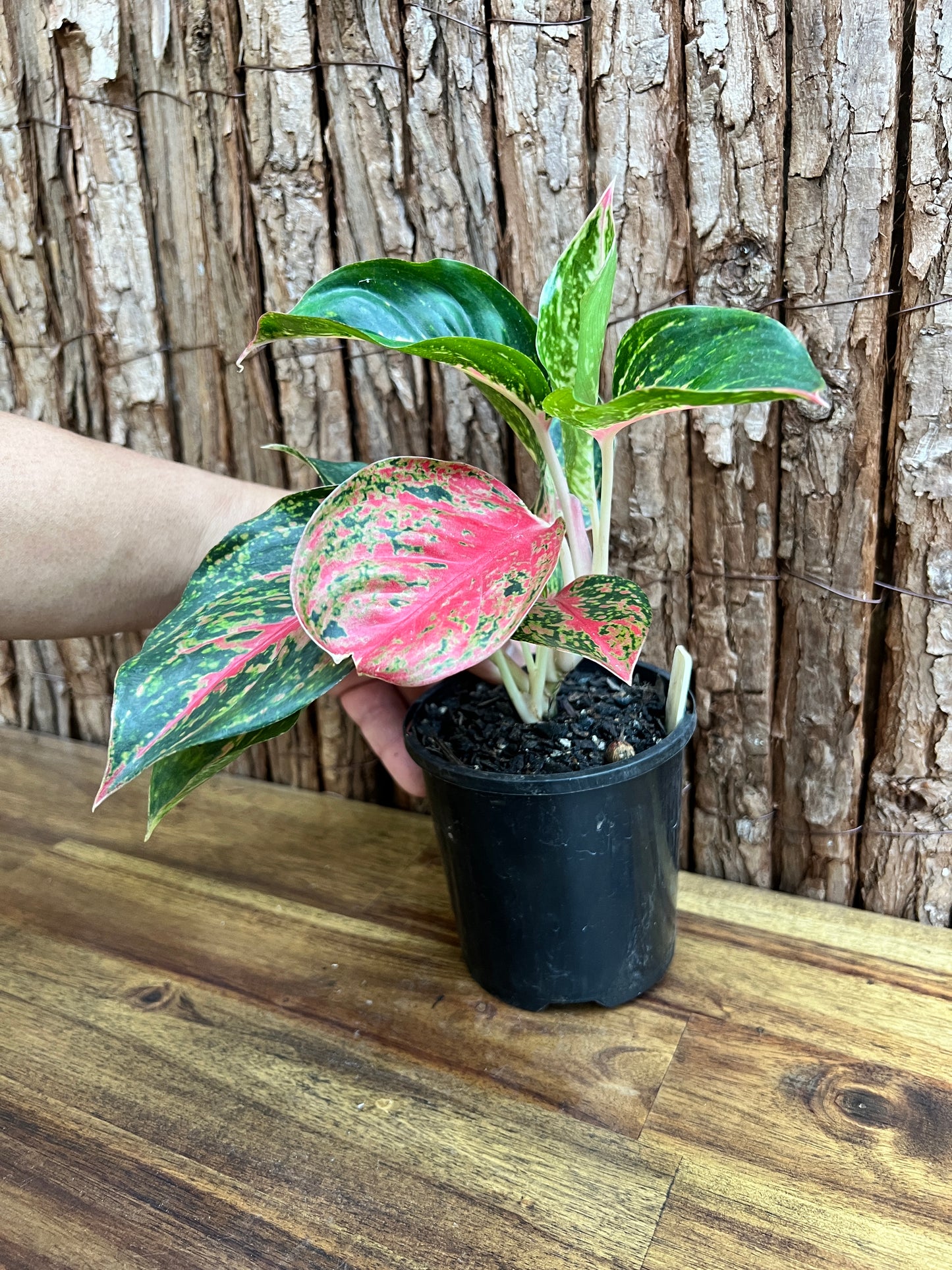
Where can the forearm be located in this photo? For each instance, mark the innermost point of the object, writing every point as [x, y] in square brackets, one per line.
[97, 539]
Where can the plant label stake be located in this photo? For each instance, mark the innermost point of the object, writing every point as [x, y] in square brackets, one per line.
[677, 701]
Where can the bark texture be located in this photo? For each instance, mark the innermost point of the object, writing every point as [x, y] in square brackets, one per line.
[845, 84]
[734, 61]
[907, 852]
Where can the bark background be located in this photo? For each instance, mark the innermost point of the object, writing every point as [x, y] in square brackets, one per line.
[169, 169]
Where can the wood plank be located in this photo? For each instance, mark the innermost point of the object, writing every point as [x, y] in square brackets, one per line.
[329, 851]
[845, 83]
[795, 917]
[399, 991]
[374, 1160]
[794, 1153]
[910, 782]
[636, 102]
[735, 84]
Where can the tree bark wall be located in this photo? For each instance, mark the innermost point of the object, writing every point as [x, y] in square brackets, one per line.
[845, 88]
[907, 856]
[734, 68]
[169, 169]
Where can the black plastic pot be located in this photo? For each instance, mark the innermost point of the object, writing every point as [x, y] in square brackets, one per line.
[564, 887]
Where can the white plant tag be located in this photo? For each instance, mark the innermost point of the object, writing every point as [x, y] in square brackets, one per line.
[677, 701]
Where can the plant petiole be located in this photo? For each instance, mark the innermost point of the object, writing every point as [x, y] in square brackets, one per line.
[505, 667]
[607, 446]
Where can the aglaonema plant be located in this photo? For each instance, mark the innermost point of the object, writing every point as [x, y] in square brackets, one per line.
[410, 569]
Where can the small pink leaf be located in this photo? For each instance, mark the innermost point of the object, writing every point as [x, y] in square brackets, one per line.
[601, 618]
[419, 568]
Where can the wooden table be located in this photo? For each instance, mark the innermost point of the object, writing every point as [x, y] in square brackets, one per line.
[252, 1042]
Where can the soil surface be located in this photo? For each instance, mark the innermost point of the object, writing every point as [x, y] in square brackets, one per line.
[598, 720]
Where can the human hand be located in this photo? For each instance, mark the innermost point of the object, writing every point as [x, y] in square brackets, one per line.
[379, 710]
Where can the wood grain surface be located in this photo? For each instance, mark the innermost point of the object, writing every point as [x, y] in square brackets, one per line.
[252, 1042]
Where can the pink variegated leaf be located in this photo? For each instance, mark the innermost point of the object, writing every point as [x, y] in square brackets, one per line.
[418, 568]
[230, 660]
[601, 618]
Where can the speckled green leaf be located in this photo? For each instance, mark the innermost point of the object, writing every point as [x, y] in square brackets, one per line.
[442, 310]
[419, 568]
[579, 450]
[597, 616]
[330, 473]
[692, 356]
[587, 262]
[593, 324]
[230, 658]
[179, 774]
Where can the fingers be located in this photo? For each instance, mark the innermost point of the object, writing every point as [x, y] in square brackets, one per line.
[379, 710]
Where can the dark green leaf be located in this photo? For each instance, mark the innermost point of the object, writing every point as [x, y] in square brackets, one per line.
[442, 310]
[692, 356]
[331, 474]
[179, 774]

------------------------

§ WORK INSTRUCTION
Take every line of the material and copy it exactly, leaving out the pictures.

§ SOLUTION
Where can the forearm be located in this photo? For each instance, mark the innermost point of the object, writing every point as [x, y] in square brackets, one per line.
[97, 539]
Where can the plant label stake be located in this photo? For each instance, mark the innermost point of the object, writing every point as [x, y] in square brackets, one per line.
[677, 701]
Where can the bark texture be located in this photo? For each instance, mark the innermost point of the object, writing every point as [x, y] in square brackets, one per line.
[845, 84]
[734, 61]
[907, 852]
Where can the bark background be located in this photo? For each instance, mark the innermost point of the object, writing every point as [x, y] in square brackets, one per line.
[169, 169]
Where can the wood plank be located in this photo? For each instance, mark the innermost point of the object, writing every point as [x, y] in square brackets, one per line.
[329, 851]
[845, 83]
[795, 917]
[399, 991]
[374, 1160]
[794, 1153]
[910, 782]
[636, 102]
[735, 84]
Where can the tree bark wall be located in this photo? For each instance, mark the innermost point of the object, writing every point as [x, y] in square brackets, one per line.
[845, 88]
[907, 856]
[734, 68]
[169, 169]
Where can the black plastic pot be located in this photo? For each instance, mark the innermost point of the object, writing every point as [x, y] in square brackets, one per line.
[564, 887]
Where can the white plant tag be located in this photo? For each instance, mark the innermost point of the object, writing every point as [x, y] in square brackets, one per line.
[677, 701]
Where can the plant petiole be located in this photo? For each instance, mark the innermost point of the object, writing every point as [x, y] in square brackets, one per line.
[505, 667]
[607, 446]
Where can the aglaonema plant be located in this photo? For each instance, mark the innermost point of the object, writing every point as [x, y] in square brackets, one per line.
[410, 569]
Where can the small pink leaf be located in this photo? For each instance, mark the innermost point of the object, writing every point as [x, y] in square brackets, one per line.
[601, 618]
[419, 568]
Where can the wooden table be located in this photo? For each instance, mark the innermost point of the object, writing every point as [x, y] in square brackets, one per line.
[252, 1042]
Where can the soil surface be located in this photo? For each instance, mark the innermost point of the object, writing every point as [x, y] in square brackets, one per line.
[598, 720]
Where can the human hand be located in this photo? For each instance, mark the innermost point of the object, writing every point as [x, y] in square brackets, one per line.
[379, 710]
Where can the wood grain surface be located in this photo? For each instance, mark the innermost point of the object, writing every point as [x, y] in square brackets, one per line.
[252, 1042]
Where can the pink variegated leaf be located in this photo? For each instance, mark the innermost point of the object, writing every point as [x, y] in square brackets, one per line.
[418, 568]
[230, 660]
[601, 618]
Where can the speckled green leaf be located in this photo? For each instance, mark the innermost point of the object, writing every point as [x, y] in square brackets, one per line.
[442, 310]
[419, 568]
[579, 450]
[597, 616]
[330, 473]
[692, 356]
[587, 262]
[593, 324]
[230, 658]
[179, 774]
Where can the fingers be located in this photo? For each instance, mark the innermost point of the object, writing every point as [x, y] in square brackets, one per line.
[379, 710]
Where can the dark green leaf be located in this photo? For each instance, mark the innermost point of the object, writing every point as [x, y] in square brackets, one per line.
[442, 310]
[692, 356]
[331, 474]
[179, 774]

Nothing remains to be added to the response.